- _Reading text_:
....
Gemini 3 for developers: New reasoning, agentic capabilities
40 comments
·November 18, 2025srameshc
amelius
Yeah, at this point I want to see the failure modes. Show me at least as many cases where it breaks. Otherwise, I'll assume it's an advertisement and I'll skip to the next headline. I'm not going to waste my time on it anymore.
Kiro
I agree but if Gemini 3 is as good as people on HN said about the preview, then this is the wrong announcement to sleep on.
jstummbillig
I think it's fun to see, what is not even considered magic anymore today.
ponyous
Just generated a bunch of 3D CAD models using Gemini 3.0 to see how it compares in spatial understanding and it's heaps better than anything currently out there - not only intelligence but also speed.
Will run extended benchmarks later, let me know if you want to see actual data.
lfx
Just hand sketched what 5 year old would do on the paper - the house, trees, sun. And asked to generate 3d model with tree.js.
Results are amazing! 2.5 and 3 seems way way head.
giancarlostoro
I'm not familiar enough with CAD what type of format is it?
koakuma-chan
When I see CAD, I always think of Casting Assistant Device.
ponyous
It’s not a format, but in my mind it implies designs that are supposed to be functional as opposed to models that are meant for virtual games.
It generated a blender script that makes the model.
adastra22
I would have used OpenSCAD for that purpose.
bilbo0s
Did your prompt instruct it to use blender?
slackerIII
What's the easiest way to set up automatic code review for PRs for my team on GitHub using this model?
clusterhacks
I wish I could just pay for the model and self-host on local/rented hardware. I'm incredibly suspicious of companies totally trying to capture us with these tools.
wohoef
Curious to see it in action. Gemini 2.5 has already been very impressive as a study buddy for courses like set theory, information theory, and automata. Although I’m always a bit skeptical of these benchmarks. Seems quite unlikely that all of the questions remain out of their training data.
mccoyb
I truly do not understand what plan to use so I can use this model for longer than ~2 minutes.
....
- _Records provided_:
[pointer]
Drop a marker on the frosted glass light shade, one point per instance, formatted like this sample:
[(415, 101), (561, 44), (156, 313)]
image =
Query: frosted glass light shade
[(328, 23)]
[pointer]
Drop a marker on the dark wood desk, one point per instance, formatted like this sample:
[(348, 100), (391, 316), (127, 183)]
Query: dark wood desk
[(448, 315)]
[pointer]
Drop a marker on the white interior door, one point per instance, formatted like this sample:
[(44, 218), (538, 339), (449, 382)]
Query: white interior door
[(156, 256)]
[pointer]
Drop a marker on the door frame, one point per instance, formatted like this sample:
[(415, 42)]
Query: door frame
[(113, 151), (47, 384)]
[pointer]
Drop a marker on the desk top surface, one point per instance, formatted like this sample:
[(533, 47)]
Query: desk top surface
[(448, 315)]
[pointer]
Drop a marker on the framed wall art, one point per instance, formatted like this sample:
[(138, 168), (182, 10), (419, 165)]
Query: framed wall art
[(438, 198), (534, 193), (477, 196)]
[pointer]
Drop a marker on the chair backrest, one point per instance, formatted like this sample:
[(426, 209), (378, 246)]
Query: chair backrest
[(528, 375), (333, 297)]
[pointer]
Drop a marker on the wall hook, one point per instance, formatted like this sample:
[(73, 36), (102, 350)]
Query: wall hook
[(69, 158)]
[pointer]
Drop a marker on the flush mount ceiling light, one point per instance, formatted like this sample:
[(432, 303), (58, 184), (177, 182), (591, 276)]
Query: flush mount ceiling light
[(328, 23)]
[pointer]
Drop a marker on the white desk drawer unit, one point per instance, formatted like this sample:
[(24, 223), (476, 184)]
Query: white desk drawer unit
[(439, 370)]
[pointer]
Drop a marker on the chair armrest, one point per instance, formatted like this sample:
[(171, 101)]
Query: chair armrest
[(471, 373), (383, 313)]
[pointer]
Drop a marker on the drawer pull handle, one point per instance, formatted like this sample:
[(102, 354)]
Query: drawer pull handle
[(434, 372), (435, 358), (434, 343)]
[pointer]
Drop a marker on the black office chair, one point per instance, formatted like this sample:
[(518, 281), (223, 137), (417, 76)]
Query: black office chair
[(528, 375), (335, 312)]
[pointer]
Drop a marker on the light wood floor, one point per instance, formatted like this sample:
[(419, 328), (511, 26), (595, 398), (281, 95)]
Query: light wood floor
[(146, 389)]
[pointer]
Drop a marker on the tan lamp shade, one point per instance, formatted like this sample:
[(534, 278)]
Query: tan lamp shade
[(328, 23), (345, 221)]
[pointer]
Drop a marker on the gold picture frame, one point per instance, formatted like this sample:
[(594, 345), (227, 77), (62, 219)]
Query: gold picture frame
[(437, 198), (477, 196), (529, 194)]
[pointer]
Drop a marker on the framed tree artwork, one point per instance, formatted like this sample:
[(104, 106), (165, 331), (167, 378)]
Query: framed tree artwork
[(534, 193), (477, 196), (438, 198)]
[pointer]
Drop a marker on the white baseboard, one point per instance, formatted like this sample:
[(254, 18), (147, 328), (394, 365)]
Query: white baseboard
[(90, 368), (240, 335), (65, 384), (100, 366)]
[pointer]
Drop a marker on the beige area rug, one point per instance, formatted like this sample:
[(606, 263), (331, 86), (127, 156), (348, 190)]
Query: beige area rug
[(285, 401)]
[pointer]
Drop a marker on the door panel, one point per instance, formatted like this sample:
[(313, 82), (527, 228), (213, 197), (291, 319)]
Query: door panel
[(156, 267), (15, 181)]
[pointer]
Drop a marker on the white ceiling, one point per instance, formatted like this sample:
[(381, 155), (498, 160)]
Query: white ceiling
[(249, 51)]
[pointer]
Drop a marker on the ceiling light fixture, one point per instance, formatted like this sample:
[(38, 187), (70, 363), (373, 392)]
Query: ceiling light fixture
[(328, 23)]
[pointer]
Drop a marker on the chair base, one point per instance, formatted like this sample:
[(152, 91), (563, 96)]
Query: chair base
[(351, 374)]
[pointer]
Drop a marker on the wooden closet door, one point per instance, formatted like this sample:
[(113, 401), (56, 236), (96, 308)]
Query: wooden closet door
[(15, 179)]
....
- _Exercise instructions_:
- A) Answer these questions about the Gemini 3 thread:
(i) According to ponyous, what did the model generate that makes the model?
(ii) What tool does adastra22 say they would have used for that purpose?
(iii) How many comments does the thread's header list?
- B) Print the stretch of the Gemini 3 thread from "jstummbillig" through "see actual data.", copied word for word.
- C) Name every course that wohoef says Gemini 2.5 helped with as a study buddy in the Gemini 3 thread.

- _Answers by item number_:
- A)
(i) A blender script
(ii) OpenSCAD
(iii) 40

- B)
jstummbillig
I think it's fun to see, what is not even considered magic anymore today.
ponyous
Just generated a bunch of 3D CAD models using Gemini 3.0 to see how it compares in spatial understanding and it's heaps better than anything currently out there - not only intelligence but also speed.
Will run extended benchmarks later, let me know if you want to see actual data.

- C)
- set theory
- information theory
- automata